POLECENIE 1:
Sprawdź, czy stwierdzenia (a), (b) i (c) zgadzają się z fragmentem o tragedii na basenie w Wiśle. Przy każdym napisz „tak” lub „nie” i przytocz dosłownie rozstrzygające słowa tekstu: (a) Chłopiec, który utonął, pochodził z powiatu zgierskiego. (b) Obu chłopców wyciągnął z wody ratownik. (c) Kolega chłopca trafił do szpitala w Bielsku-Białej.

12-letni Rafał utonął w basenie na zimowisku w Wiśle. Ratownika nie było "Zawiódł czynnik ludzki"

Tomasz Szymczyk
Tomasz Szymczyk
Do tragedii doszło na basenie ośrodka Start w Wiśle. Utonął 12-letni chłopiec.
Do tragedii doszło na basenie ośrodka Start w Wiśle. Utonął 12-letni chłopiec. Andrzej Drobik
Tragedia na basenie przy ul. Olimpijskiej w Wiśle. 12-letni chłopiec z powiatu zgierskiego, wypoczywający w Beskidach podczas ferii zimowych utonął na pływalni w ośrodku sportowym. Jego kolega, który również znajdował się pod wodą, został przewieziony do szpitala w Bielsku-Białej. Jest w śpiączce farmakologicznej. Gdzie był ratownik? Według ustaleń policji, obaj chłopcy zostali wyciągnięci na brzeg przez innych gości basenu. Prokuratura już ustaliła, że w momencie wypadku w obiekcie nie było ratownika.

POLECENIE 2:
Przepisz słowo w słowo wiersze wpisów, zaczynając od wiersza z „[locate] concrete base” i kończąc na ostatnim wierszu wpisów, oba krańce włącznie.

WPISY ZBIORU DANYCH:
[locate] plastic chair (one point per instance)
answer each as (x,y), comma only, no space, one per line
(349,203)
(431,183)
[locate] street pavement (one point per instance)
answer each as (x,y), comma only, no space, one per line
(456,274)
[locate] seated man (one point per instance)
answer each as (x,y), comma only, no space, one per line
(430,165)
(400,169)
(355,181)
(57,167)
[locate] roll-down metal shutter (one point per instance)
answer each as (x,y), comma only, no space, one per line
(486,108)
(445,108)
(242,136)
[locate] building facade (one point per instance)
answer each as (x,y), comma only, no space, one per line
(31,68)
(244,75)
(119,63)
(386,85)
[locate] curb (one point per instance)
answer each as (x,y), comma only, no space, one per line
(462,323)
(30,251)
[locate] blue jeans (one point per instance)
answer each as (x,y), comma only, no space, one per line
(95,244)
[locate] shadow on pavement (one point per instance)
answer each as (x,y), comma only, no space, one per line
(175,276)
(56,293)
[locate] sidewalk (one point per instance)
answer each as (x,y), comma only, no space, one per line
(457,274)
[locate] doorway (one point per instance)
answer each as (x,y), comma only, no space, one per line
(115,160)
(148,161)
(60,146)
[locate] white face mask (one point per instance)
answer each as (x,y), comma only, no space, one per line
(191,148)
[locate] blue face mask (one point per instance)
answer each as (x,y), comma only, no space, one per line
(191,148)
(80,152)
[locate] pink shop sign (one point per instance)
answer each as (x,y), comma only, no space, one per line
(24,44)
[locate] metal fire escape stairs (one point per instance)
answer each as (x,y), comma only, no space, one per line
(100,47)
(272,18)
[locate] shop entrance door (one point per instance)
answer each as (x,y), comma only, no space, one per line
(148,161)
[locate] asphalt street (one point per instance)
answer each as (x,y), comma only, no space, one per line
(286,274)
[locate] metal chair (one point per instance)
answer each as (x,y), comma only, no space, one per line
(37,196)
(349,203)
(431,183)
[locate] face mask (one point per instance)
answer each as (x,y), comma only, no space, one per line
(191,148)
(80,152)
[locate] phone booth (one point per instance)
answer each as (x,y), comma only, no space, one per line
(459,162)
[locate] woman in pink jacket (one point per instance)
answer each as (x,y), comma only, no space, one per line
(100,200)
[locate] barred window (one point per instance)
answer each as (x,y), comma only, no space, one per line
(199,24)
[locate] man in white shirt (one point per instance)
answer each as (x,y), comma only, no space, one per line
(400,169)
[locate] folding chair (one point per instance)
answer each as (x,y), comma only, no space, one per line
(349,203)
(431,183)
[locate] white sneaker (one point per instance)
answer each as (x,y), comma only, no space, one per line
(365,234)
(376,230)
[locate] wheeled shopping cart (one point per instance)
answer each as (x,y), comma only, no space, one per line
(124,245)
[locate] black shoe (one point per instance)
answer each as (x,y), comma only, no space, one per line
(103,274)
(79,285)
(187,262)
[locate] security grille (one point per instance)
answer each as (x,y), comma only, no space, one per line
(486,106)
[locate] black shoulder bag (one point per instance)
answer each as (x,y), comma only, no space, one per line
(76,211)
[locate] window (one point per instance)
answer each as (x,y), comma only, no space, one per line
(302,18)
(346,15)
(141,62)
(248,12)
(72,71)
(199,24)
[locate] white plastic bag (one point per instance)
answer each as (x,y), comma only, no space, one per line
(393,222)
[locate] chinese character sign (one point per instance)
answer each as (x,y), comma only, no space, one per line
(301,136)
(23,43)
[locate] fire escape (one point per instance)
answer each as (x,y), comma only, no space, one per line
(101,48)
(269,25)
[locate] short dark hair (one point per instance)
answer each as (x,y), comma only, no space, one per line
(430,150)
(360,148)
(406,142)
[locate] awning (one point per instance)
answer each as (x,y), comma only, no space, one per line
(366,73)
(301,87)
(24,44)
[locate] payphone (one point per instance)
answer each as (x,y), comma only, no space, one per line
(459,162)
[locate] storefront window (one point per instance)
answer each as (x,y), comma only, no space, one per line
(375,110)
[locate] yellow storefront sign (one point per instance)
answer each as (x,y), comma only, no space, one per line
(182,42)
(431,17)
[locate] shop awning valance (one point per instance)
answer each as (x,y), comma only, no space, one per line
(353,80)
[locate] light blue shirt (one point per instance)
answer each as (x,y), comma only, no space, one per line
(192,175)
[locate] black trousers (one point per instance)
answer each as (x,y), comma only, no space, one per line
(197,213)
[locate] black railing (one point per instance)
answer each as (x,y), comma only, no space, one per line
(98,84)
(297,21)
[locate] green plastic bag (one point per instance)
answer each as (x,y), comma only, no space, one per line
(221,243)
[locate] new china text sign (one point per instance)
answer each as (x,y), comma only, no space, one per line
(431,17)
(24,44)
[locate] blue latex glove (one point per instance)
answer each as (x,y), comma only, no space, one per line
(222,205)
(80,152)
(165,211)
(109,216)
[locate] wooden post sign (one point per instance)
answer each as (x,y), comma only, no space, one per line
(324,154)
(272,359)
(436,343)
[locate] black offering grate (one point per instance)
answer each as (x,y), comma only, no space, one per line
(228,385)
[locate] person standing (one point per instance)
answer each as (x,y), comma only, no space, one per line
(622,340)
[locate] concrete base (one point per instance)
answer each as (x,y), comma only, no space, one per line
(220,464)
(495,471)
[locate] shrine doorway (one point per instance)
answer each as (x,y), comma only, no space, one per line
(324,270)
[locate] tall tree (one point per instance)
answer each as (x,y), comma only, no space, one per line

ODPOWIEDŹ PISEMNA 1:
(a) Tak: „12-letni chłopiec z powiatu zgierskiego”.
(b) Nie: „obaj chłopcy zostali wyciągnięci na brzeg przez innych gości basenu”.
(c) Tak: „został przewieziony do szpitala w Bielsku-Białej”.

ODPOWIEDŹ PISEMNA 2:
[locate] concrete base (one point per instance)
answer each as (x,y), comma only, no space, one per line
(220,464)
(495,471)
[locate] shrine doorway (one point per instance)
answer each as (x,y), comma only, no space, one per line
(324,270)
[locate] tall tree (one point per instance)
answer each as (x,y), comma only, no space, one per line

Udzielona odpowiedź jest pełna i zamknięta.